[RECORDS FOR PROCESSING — start]
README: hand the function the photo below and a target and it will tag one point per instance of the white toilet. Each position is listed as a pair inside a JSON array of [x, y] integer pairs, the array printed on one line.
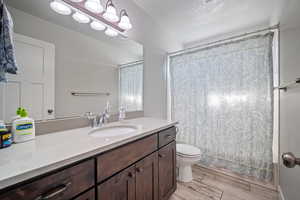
[[186, 156]]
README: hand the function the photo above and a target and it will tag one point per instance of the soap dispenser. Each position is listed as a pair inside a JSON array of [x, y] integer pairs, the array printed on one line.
[[122, 113], [23, 128]]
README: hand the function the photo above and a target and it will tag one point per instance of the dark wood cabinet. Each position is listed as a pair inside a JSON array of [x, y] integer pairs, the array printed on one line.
[[166, 136], [89, 195], [147, 178], [144, 169], [114, 161], [120, 187], [63, 185], [167, 171]]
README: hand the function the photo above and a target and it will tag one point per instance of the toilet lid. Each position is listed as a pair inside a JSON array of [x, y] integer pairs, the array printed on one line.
[[188, 150]]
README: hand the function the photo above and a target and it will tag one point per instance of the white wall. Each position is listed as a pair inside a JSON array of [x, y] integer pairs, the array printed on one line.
[[79, 65], [290, 110]]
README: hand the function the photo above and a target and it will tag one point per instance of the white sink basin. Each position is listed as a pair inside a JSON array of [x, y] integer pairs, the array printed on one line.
[[114, 131]]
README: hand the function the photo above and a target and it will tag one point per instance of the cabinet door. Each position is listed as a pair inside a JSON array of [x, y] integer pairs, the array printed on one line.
[[89, 195], [167, 171], [120, 187], [147, 178]]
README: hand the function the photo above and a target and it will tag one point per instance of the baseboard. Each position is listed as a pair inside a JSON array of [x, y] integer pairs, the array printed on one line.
[[281, 196]]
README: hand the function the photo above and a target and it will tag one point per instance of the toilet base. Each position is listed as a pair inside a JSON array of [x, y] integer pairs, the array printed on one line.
[[185, 174]]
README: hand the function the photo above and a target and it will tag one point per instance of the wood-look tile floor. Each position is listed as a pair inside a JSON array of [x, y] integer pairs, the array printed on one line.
[[208, 185]]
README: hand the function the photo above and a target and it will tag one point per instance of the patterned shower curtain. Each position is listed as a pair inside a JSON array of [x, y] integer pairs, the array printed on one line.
[[222, 97]]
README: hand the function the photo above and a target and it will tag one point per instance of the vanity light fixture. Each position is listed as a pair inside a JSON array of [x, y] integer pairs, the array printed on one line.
[[60, 8], [77, 1], [94, 6], [111, 33], [86, 11], [111, 12], [97, 26], [81, 18]]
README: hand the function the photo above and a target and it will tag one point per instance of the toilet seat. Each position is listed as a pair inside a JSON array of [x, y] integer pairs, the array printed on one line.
[[186, 150]]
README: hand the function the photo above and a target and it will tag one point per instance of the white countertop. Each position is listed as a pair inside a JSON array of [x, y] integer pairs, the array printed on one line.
[[48, 152]]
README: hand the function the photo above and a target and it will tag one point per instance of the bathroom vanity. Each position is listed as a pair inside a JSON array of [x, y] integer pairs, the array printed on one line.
[[141, 167]]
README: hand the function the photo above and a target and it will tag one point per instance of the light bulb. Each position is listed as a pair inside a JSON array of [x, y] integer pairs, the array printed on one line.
[[125, 23], [81, 18], [77, 1], [97, 26], [60, 8], [111, 14], [94, 6], [111, 33]]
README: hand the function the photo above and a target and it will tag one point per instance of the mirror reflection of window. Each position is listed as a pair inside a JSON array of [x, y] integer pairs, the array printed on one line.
[[131, 86]]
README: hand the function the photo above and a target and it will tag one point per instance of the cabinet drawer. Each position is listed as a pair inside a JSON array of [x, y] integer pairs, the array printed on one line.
[[166, 136], [63, 185], [114, 161], [89, 195]]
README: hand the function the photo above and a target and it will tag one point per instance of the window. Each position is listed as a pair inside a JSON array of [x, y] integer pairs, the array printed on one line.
[[131, 86]]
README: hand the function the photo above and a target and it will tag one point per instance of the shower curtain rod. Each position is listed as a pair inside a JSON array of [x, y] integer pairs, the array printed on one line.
[[200, 46], [131, 63]]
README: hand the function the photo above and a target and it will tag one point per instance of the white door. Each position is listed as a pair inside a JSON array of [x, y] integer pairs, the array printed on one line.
[[33, 86]]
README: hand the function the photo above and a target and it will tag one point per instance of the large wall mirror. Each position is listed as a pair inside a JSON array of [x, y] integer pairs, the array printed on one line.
[[67, 69]]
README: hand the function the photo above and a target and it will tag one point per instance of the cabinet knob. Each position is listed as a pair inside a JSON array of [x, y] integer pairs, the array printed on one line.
[[139, 169], [50, 111], [130, 175], [161, 155], [54, 192]]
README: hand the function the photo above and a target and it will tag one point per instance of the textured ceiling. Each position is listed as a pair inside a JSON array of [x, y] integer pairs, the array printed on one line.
[[190, 22], [124, 50]]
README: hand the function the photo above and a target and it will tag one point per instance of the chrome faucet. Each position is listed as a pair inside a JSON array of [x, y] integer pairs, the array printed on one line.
[[92, 118], [103, 117]]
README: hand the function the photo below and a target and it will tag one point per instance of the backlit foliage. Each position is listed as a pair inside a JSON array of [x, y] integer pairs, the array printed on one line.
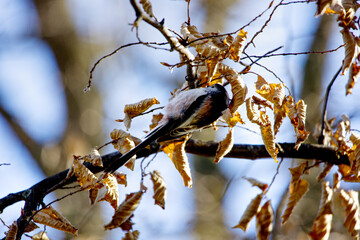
[[218, 58]]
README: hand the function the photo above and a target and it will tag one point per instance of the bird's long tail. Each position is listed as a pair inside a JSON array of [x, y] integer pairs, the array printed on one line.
[[156, 133]]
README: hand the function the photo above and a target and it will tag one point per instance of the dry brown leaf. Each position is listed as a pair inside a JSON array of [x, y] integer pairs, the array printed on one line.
[[250, 212], [350, 201], [351, 49], [273, 92], [131, 235], [40, 236], [264, 221], [159, 189], [324, 172], [112, 193], [353, 76], [322, 223], [12, 232], [94, 158], [155, 120], [147, 7], [232, 119], [135, 109], [336, 181], [256, 183], [83, 175], [237, 46], [294, 198], [176, 152], [251, 114], [225, 146], [269, 140], [279, 115], [120, 178], [126, 209], [52, 218]]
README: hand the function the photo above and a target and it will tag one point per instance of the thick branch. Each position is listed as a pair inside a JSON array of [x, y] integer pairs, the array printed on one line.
[[245, 151]]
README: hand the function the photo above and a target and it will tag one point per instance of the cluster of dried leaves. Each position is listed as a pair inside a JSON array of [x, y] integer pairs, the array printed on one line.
[[211, 50], [345, 10]]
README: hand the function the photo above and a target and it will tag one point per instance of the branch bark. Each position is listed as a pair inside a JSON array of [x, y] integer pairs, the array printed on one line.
[[34, 195]]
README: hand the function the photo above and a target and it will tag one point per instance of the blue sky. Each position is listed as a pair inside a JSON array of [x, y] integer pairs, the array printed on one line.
[[29, 81]]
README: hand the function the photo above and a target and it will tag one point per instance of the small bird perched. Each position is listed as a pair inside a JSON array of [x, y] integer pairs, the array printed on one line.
[[187, 112]]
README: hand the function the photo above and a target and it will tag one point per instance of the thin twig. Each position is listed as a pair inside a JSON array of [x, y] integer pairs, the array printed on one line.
[[294, 54], [87, 88], [323, 120]]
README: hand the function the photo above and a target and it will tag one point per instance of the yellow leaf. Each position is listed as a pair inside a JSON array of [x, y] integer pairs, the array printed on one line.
[[269, 140], [126, 209], [120, 178], [232, 119], [322, 223], [237, 46], [256, 183], [176, 152], [350, 201], [135, 109], [52, 218], [250, 212], [40, 236], [264, 221], [159, 189], [11, 233], [351, 49], [353, 76], [294, 197], [225, 146], [131, 235], [112, 193], [155, 120]]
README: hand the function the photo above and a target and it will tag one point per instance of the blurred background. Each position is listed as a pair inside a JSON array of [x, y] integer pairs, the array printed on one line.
[[47, 49]]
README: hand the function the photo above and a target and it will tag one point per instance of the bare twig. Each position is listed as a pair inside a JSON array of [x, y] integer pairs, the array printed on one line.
[[323, 120]]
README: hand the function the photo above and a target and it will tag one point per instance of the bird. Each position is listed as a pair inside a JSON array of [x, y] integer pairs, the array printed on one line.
[[188, 111]]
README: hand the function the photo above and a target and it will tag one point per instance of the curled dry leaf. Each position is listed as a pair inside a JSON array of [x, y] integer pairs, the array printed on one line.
[[350, 201], [269, 140], [135, 109], [94, 158], [237, 46], [353, 76], [264, 221], [225, 146], [126, 209], [159, 189], [120, 178], [273, 92], [40, 236], [251, 114], [112, 193], [155, 120], [324, 172], [250, 212], [11, 233], [83, 175], [147, 7], [131, 235], [176, 152], [354, 156], [322, 223], [52, 218], [294, 197], [232, 118], [256, 183], [351, 49]]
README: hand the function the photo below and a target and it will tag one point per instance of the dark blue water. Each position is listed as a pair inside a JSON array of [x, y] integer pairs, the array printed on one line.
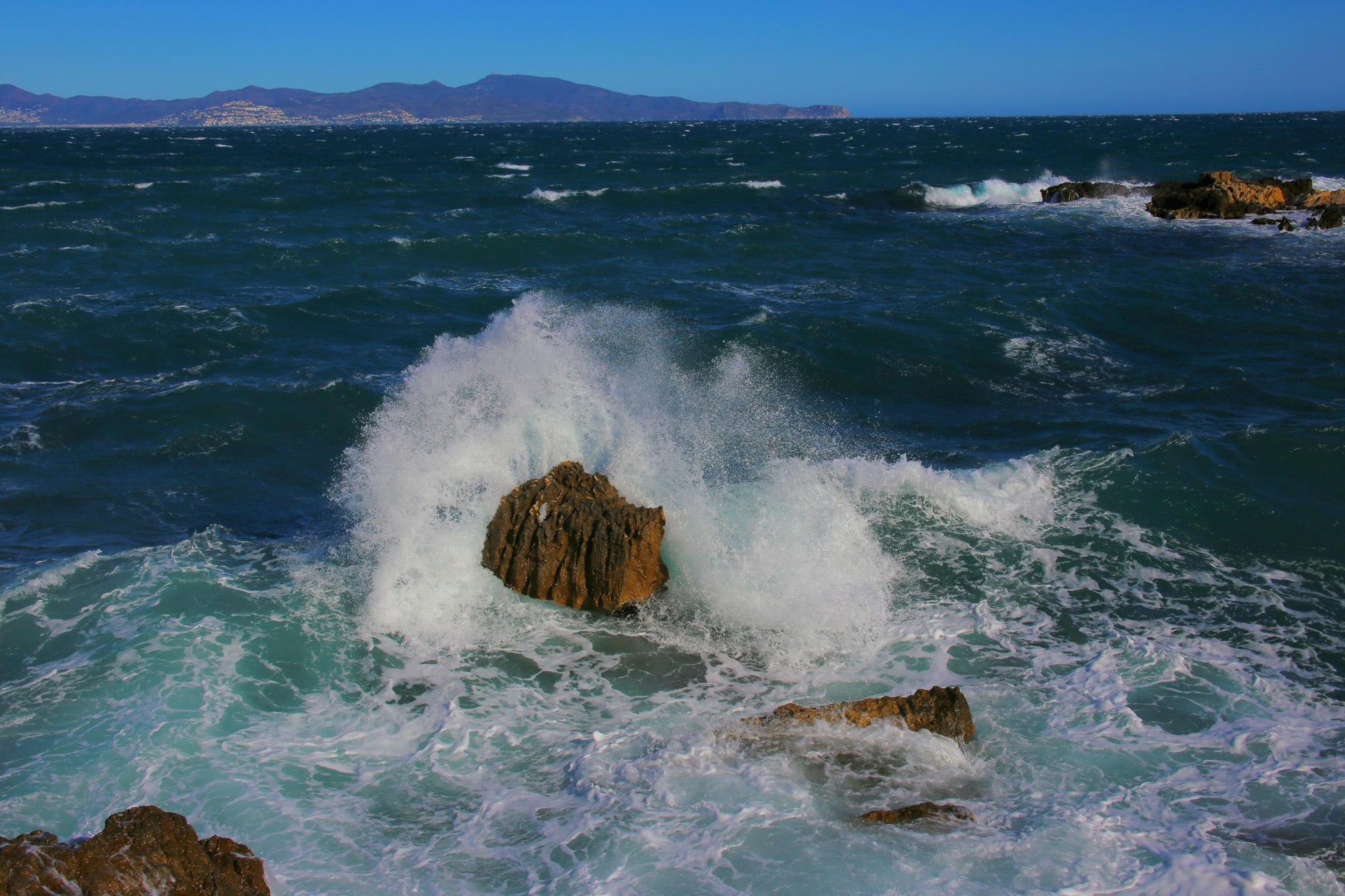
[[910, 427]]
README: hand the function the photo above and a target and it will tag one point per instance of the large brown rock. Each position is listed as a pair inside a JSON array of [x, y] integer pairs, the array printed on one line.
[[1330, 218], [1321, 198], [141, 850], [921, 811], [571, 537], [1218, 194], [1296, 192], [1070, 192], [944, 710]]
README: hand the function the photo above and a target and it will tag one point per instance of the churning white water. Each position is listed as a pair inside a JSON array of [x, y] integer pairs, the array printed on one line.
[[391, 719]]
[RECORDS FOR PROCESSING — finish]
Write out the lines above, starting at the line that contains "of the churning" and ending with the final line, and nothing else; copy them exactly.

README: hand the function the photo above and a target and it will tag one point per instance of the churning white water. Each position is listed as a pair inside a JSON array of [x, y] integer pairs, the array printed on one line.
[[391, 719]]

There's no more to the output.